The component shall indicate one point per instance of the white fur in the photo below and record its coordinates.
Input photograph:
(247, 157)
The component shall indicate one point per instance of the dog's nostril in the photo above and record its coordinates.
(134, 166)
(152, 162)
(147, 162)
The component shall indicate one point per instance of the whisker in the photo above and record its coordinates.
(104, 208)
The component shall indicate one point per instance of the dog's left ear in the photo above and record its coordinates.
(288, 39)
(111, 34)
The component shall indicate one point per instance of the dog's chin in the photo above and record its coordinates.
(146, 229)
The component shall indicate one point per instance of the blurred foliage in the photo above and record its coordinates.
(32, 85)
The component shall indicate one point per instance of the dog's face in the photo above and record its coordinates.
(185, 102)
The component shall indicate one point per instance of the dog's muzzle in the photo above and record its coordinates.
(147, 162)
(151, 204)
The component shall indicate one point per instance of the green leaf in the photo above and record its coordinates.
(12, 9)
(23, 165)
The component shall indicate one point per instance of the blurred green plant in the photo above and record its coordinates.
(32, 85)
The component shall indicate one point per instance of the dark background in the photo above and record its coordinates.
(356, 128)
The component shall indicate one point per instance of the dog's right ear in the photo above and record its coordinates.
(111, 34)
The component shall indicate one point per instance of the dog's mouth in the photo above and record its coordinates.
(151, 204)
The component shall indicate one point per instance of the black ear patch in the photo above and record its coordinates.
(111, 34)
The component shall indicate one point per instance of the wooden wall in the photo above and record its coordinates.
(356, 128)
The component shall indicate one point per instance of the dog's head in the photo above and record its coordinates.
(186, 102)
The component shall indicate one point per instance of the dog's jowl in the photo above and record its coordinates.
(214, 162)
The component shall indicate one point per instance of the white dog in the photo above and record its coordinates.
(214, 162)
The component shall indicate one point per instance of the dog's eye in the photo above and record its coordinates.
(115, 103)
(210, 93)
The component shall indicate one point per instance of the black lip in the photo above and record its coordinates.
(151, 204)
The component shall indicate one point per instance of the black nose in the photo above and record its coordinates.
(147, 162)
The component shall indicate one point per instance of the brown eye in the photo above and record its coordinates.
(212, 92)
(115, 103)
----------
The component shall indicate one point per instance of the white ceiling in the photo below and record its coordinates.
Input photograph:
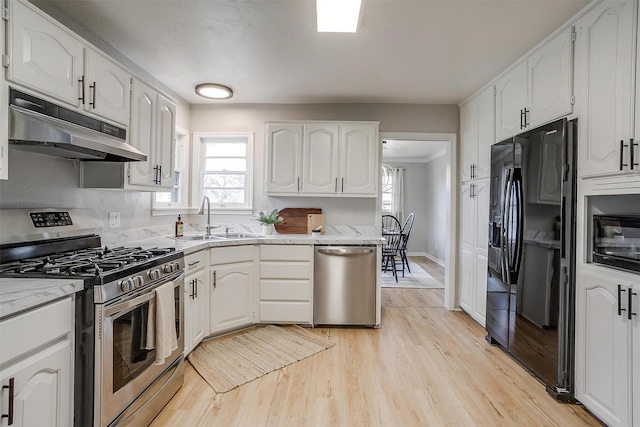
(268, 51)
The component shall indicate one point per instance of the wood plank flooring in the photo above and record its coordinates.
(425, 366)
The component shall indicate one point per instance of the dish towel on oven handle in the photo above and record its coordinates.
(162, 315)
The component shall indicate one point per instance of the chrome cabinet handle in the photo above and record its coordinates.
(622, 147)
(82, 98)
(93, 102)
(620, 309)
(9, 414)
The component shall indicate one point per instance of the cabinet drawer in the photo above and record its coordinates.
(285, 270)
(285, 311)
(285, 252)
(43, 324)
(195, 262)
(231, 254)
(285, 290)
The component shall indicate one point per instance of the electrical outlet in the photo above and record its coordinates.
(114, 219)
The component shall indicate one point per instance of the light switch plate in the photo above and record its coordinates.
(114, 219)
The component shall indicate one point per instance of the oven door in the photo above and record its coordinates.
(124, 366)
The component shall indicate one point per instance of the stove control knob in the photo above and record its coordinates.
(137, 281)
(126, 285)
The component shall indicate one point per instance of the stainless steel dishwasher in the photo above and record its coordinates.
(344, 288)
----------
## What is expected
Those lines above that contain the string "below" should be returned.

## Answer
The component shall indicate one point per instance of the white fur in the photo below and record its coordinates.
The component shall indicate one point per instance of the white ceiling in the photo below and record its coordinates.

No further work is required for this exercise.